→ **WORK TO BE COMPLETED**: Match on the string "roof" in the entries below and return every matching line.

→ **RECORDED INFORMATION**:
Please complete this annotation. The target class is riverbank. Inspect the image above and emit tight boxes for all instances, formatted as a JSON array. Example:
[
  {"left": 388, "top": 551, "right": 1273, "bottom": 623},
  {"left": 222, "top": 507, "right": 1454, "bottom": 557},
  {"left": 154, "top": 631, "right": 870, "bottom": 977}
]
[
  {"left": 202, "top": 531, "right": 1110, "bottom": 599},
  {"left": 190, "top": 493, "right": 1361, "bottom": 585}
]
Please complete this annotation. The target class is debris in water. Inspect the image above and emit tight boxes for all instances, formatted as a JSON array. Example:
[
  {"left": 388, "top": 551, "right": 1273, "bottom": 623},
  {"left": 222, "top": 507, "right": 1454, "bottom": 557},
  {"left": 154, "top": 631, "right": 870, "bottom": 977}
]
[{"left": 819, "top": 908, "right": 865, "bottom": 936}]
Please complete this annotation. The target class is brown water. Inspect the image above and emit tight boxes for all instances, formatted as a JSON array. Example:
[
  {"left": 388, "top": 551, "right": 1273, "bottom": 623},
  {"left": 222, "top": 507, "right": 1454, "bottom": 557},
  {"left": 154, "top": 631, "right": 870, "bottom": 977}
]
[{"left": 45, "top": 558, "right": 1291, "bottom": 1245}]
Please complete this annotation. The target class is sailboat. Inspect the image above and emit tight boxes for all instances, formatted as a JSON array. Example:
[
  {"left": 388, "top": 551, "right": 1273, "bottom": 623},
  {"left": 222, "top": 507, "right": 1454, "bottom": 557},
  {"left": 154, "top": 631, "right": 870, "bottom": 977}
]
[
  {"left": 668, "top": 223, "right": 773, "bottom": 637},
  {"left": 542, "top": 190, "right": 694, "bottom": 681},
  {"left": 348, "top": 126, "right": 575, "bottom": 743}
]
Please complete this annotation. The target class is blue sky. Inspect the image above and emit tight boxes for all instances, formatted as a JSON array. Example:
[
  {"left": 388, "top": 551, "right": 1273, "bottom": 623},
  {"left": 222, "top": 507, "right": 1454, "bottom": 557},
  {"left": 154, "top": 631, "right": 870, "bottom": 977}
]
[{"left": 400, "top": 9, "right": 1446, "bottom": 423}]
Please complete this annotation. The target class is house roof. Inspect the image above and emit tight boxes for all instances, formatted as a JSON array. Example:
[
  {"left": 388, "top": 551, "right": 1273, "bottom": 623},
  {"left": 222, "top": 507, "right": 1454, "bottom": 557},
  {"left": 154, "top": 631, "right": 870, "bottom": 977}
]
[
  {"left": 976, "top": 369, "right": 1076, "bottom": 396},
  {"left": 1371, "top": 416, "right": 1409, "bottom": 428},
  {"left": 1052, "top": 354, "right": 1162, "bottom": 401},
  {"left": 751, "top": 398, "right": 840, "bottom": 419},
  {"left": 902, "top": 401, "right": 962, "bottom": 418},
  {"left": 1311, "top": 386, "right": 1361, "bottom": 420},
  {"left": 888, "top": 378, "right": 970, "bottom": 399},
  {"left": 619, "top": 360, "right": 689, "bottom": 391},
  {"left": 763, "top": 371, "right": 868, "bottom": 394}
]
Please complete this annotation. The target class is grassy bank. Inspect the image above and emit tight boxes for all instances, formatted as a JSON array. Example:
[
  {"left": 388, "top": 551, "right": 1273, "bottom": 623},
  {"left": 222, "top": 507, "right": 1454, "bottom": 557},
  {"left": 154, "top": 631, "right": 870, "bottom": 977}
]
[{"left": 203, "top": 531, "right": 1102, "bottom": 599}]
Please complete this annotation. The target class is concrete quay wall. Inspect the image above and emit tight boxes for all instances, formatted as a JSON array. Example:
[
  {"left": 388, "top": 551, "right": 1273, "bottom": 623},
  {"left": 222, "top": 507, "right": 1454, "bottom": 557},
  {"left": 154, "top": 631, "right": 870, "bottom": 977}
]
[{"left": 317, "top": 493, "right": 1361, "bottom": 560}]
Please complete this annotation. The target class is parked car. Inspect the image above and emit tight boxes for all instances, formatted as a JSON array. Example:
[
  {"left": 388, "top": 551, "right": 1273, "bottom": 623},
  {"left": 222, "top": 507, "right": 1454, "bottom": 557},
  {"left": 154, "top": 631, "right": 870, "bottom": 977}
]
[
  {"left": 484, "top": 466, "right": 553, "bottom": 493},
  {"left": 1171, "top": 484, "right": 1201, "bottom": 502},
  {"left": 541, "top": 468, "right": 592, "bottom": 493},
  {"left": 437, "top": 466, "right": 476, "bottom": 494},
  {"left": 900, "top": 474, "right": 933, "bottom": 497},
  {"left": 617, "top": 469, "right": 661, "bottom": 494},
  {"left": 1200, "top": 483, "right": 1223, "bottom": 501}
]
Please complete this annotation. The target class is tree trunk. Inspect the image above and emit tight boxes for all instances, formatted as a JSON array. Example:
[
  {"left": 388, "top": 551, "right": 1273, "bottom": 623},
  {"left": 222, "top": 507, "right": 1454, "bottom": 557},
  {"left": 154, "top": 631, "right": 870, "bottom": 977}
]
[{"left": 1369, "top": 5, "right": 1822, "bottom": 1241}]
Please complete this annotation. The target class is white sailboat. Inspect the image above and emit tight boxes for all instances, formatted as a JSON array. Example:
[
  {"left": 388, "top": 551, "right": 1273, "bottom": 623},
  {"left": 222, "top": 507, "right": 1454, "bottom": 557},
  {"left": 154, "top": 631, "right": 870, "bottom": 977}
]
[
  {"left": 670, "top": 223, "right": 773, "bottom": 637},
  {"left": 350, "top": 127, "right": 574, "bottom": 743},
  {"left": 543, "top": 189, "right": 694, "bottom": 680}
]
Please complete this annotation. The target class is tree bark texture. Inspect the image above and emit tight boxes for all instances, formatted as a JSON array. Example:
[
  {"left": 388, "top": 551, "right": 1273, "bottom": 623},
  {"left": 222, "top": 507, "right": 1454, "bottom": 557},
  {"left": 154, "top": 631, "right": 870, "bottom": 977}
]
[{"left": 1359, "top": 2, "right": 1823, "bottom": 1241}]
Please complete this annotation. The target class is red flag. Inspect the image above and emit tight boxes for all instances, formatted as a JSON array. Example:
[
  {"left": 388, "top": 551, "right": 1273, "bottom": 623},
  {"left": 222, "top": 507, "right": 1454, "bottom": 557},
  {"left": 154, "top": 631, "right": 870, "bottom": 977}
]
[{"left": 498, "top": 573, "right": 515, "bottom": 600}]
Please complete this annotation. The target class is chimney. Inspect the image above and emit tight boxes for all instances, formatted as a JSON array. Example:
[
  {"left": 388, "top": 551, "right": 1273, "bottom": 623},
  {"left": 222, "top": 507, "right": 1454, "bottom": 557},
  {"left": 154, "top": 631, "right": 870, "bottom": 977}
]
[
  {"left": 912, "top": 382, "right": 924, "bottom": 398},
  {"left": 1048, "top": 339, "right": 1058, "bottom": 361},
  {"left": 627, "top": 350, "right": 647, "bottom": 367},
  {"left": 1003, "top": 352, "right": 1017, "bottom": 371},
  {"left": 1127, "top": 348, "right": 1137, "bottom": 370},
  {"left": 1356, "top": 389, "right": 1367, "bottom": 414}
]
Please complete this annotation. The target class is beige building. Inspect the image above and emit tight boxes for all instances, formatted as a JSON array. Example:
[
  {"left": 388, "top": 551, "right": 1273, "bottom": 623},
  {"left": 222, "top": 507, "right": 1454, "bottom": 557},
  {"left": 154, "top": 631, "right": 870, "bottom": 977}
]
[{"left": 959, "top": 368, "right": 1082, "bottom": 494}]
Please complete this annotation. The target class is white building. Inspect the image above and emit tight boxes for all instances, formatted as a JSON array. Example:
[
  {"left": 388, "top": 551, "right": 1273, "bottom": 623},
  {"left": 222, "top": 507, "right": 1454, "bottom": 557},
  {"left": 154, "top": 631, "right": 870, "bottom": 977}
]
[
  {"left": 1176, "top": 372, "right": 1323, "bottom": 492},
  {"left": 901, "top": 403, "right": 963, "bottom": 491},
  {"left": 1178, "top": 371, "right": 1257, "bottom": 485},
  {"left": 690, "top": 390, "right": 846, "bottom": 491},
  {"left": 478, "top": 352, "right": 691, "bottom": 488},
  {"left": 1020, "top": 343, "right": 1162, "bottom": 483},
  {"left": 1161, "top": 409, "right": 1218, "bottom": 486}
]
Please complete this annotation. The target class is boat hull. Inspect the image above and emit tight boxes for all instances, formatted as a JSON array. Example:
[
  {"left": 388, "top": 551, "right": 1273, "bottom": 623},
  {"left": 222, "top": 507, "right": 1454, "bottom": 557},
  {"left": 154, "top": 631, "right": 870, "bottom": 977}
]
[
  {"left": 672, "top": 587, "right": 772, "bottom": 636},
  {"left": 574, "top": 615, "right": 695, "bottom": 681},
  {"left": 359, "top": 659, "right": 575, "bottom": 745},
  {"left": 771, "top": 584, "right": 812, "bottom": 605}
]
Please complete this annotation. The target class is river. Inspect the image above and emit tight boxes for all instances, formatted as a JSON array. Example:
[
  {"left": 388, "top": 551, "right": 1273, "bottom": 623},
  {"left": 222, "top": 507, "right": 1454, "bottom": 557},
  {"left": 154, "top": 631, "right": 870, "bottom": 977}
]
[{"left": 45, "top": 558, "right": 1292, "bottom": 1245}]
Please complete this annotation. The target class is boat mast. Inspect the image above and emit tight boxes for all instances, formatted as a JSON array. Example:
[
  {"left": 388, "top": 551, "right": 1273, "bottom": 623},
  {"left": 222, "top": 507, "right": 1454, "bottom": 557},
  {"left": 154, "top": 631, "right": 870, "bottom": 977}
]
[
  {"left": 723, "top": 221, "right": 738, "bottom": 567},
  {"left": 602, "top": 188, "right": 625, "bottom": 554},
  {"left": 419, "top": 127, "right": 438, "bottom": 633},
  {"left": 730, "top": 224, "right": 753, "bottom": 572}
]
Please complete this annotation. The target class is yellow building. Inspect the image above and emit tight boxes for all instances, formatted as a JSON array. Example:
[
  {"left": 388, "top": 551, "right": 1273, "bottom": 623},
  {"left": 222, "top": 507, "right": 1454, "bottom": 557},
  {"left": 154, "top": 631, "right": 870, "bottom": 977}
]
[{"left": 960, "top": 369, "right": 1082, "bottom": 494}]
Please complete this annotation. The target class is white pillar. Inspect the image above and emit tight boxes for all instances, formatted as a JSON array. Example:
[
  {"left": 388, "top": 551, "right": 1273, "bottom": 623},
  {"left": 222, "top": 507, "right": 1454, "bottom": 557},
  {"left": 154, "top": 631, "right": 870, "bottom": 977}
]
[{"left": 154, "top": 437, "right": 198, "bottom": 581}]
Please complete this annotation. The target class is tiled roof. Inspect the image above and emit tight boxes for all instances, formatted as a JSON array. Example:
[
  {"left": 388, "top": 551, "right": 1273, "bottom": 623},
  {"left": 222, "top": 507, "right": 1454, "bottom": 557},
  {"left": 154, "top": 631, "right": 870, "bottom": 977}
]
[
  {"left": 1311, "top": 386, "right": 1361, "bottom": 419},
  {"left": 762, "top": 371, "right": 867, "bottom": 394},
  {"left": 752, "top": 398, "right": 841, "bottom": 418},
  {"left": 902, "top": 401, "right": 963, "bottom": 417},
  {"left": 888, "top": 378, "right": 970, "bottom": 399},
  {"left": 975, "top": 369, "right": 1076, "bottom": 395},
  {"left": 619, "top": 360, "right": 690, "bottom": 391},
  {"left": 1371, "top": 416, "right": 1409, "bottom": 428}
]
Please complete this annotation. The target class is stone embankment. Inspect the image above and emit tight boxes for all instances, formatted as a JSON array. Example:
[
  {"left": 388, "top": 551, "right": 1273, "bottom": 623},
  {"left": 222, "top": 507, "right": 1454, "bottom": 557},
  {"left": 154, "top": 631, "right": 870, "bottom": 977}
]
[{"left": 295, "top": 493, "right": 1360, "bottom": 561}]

→ **RESPONSE TO THIS EXERCISE**:
Please complete this annotation. The target class is house roof. Inspect the image above and emit tight boxes for all instances, formatted as a JSON array. Example:
Please complete this annotation. The target class is tiled roof. Inspect the image above and emit tight boxes for all instances, formatted as a JSON array. Example:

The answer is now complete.